+++ Dataset records
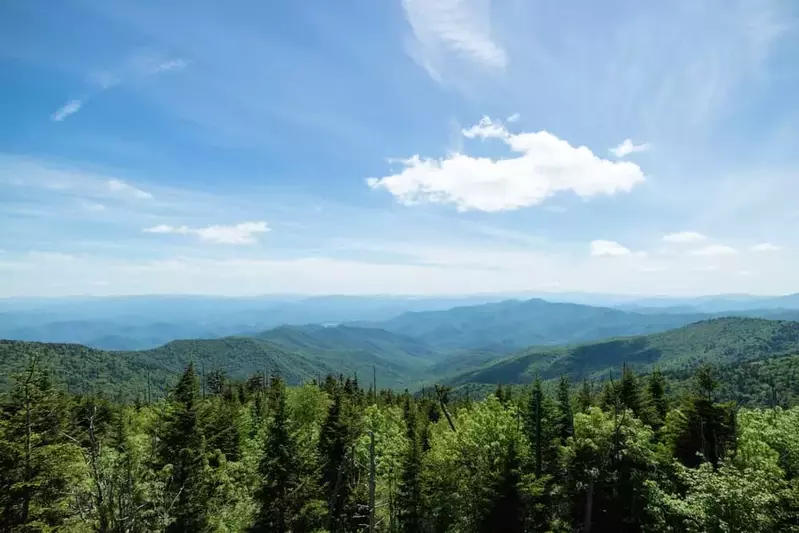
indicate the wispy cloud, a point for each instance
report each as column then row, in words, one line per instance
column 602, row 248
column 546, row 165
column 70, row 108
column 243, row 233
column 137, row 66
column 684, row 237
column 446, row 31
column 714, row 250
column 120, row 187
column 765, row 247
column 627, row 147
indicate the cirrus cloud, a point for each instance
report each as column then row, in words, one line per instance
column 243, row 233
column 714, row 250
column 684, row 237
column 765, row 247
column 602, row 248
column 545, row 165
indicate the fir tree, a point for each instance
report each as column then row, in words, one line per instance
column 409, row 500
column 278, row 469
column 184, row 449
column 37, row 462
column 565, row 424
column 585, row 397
++++++
**Directive:**
Render the data from its beginning through the line containing "column 545, row 165" as a JSON list of strings, one string per line, skipping blank lines. Leave the picture out.

**Result of the exercise:**
[
  "indicate the wispy cloud, a point for each instance",
  "report each as column then row, in words, one line per instance",
  "column 602, row 248",
  "column 546, row 165",
  "column 70, row 108",
  "column 243, row 233",
  "column 137, row 66",
  "column 684, row 237",
  "column 446, row 31",
  "column 714, row 250",
  "column 120, row 187",
  "column 765, row 247",
  "column 627, row 147",
  "indicate the cirrus cloud, a point for each instance",
  "report each as column then row, in words, one line per instance",
  "column 243, row 233",
  "column 714, row 250",
  "column 684, row 237",
  "column 765, row 247",
  "column 602, row 248",
  "column 545, row 165"
]